Exercise instructions ▸
1. In the passage on annotation guidelines below, which three kinds of queries does Google distinguish between?
2. Rewrite the paragraph beginning "A good guideline should explain why the task is important" from the passage on annotation guidelines below as a short bulleted list that keeps its main points.
3. In one to three sentences, explain why the passage on annotation guidelines below says Bing has annotators follow a decision tree and step-by-step instructions.

:: Passage ::

Writing data labeling/annotation guidelines is hard. For the handful of times I’ve had to do it, I didn’t know where to start or how to improve. You would think that we’re just writing instructions for a task but nooo, turns out there’s a lot more thinking involved.
I know future me will have to write annotation guidelines again. Thus, present me would like to share a few things he’s learned. I’ll frame it around questions that I think a good guideline should answer (the principles of Why, What, How are applicable). We’ll also see examples from guidelines by Google and Bing Search. Addressing these questions should help us write good guidelines that ensure consistent and accurate data labels.
A good guideline should explain why the task is important. This will motivate annotators to put in the effort it deserves. Whether the task is labeling images, annotating sentiment in text, or rating search relevance, tell them why it matters. Explain how the task’s outputs will be used to improve your product or machine learning models. Include screenshots of the UX and explain how the task helps power it.
The examples below are from the first pages of Google’s and Bing’s guidelines. They explain the task and how its output will be used to improve search results.
Next, explain the task so annotators understand exactly what they need to do. This may involve helping annotators put themselves in the shoes of users, and possibly breaking the task into smaller pieces.
Google’s guide has an entire section devoted to understanding the needs of a user. It discusses how people use search to perform simple and complex tasks, as well as the various user intents.
Both guidelines also explain the labeling options early in the respective sections.
A good guideline should have clear definitions of the terms used. One key challenge when writing annotation guidelines is ensuring that everyone is using the same terminology. This is especially important in technical fields with domain-specific vocabulary, or when developing new user experiences and coining new terms. This goes a long way towards improving the consistency and accuracy of labeled data.
For the seemingly basic task of rating search relevance, Google’s guidelines includes definitions for “query”, “locale”, and even “results”.
Similarly, Bing defines the fields that show up in Bing search results.
Here’s the meat of the guidelines: Explaining how to decide on the labels. It may include broader considerations and context around the task, step-by-step instructions, and challenging examples and explanations.
As part of their guidelines on rating page quality, Google includes several aspects of a page that a reviewer should consider, such as page purpose, website type and reputation, and ads on the page.
To help annotators understand what they’re rating (i.e., search queries), Google includes several examples of queries and their intents. They also distinguish between “know”, “do”, and “website” queries.
Bing includes a decision tree for rating match quality, and a step-by-step for rating location quality. Having annotators follow the same decision-making process can lead to more consistent and accurate results, and higher inter-rater agreement.
To help annotators decide better and increase precision, we can provide examples of tasks with their associated output and explanations. This helps to calibrate annotators so we get higher inter-rater reliability. Google’s guidelines have a ton of these examples.

:::
:: Data provided ::

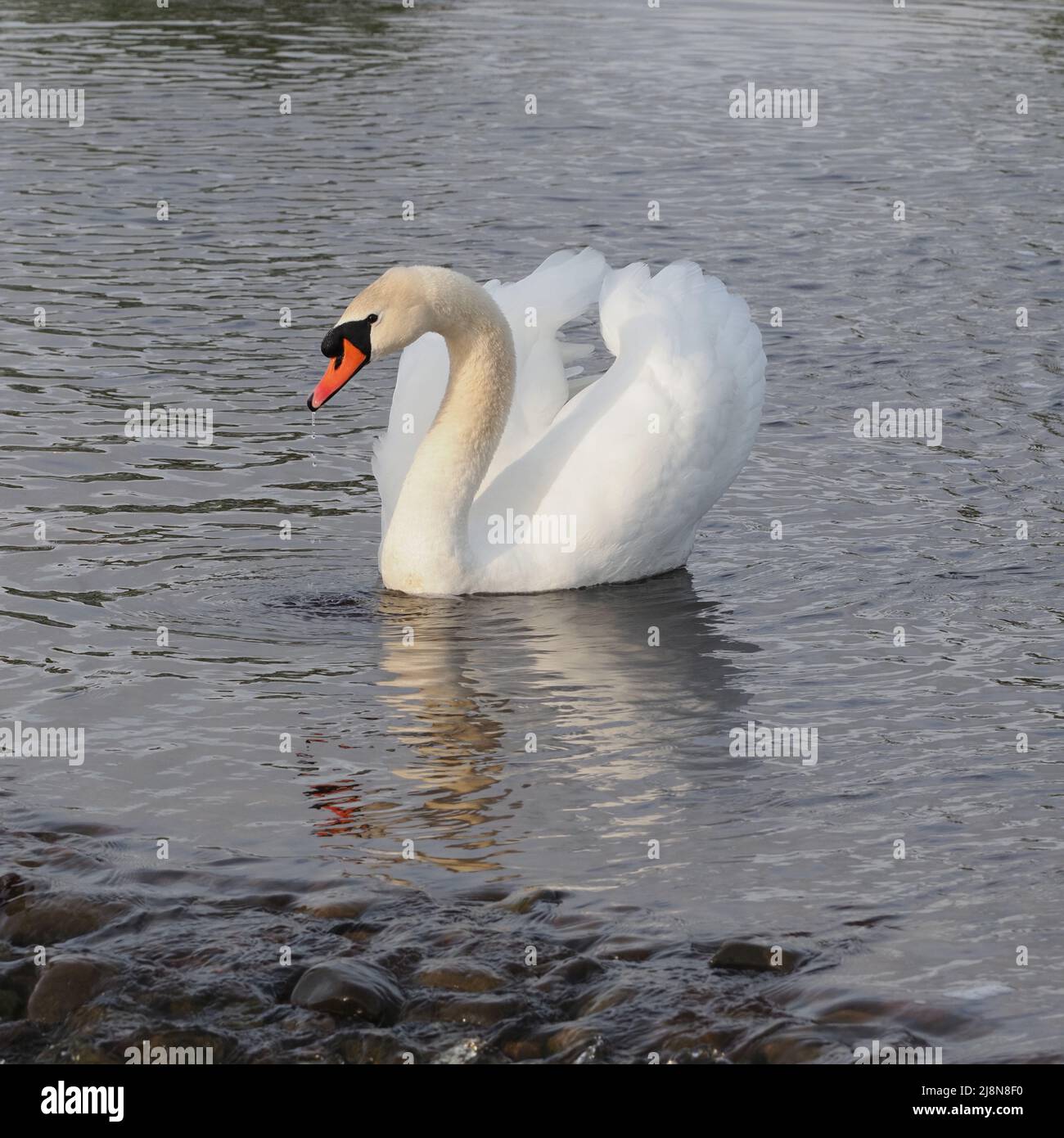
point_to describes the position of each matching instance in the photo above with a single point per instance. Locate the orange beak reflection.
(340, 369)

:::
:: Data provided ::

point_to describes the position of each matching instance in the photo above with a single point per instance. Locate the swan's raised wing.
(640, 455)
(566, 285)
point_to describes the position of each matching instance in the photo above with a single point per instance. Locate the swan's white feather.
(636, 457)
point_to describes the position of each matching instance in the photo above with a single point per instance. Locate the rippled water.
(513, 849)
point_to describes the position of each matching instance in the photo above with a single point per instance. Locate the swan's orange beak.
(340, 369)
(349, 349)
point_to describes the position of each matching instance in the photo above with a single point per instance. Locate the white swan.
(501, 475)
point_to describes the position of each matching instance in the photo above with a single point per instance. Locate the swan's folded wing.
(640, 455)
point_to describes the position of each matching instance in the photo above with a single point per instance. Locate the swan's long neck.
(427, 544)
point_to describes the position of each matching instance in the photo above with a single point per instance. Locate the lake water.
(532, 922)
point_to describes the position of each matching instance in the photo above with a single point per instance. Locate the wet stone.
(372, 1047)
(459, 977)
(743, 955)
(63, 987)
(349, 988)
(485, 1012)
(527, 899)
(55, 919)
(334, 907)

:::

Final results ▸
1. Google distinguishes between "know," "do," and "website" queries.

2.
- A good guideline explains why the task is important, which motivates annotators to give it the effort it deserves.
- This applies to any task, including labeling images, annotating sentiment in text, or rating search relevance.
- The guideline should explain how the task's outputs will be used to improve the product or machine learning models.
- It should include screenshots of the UX and show how the task helps power it.

3. When annotators follow the same decision-making process, the results can be more consistent and accurate. This also leads to higher inter-rater agreement.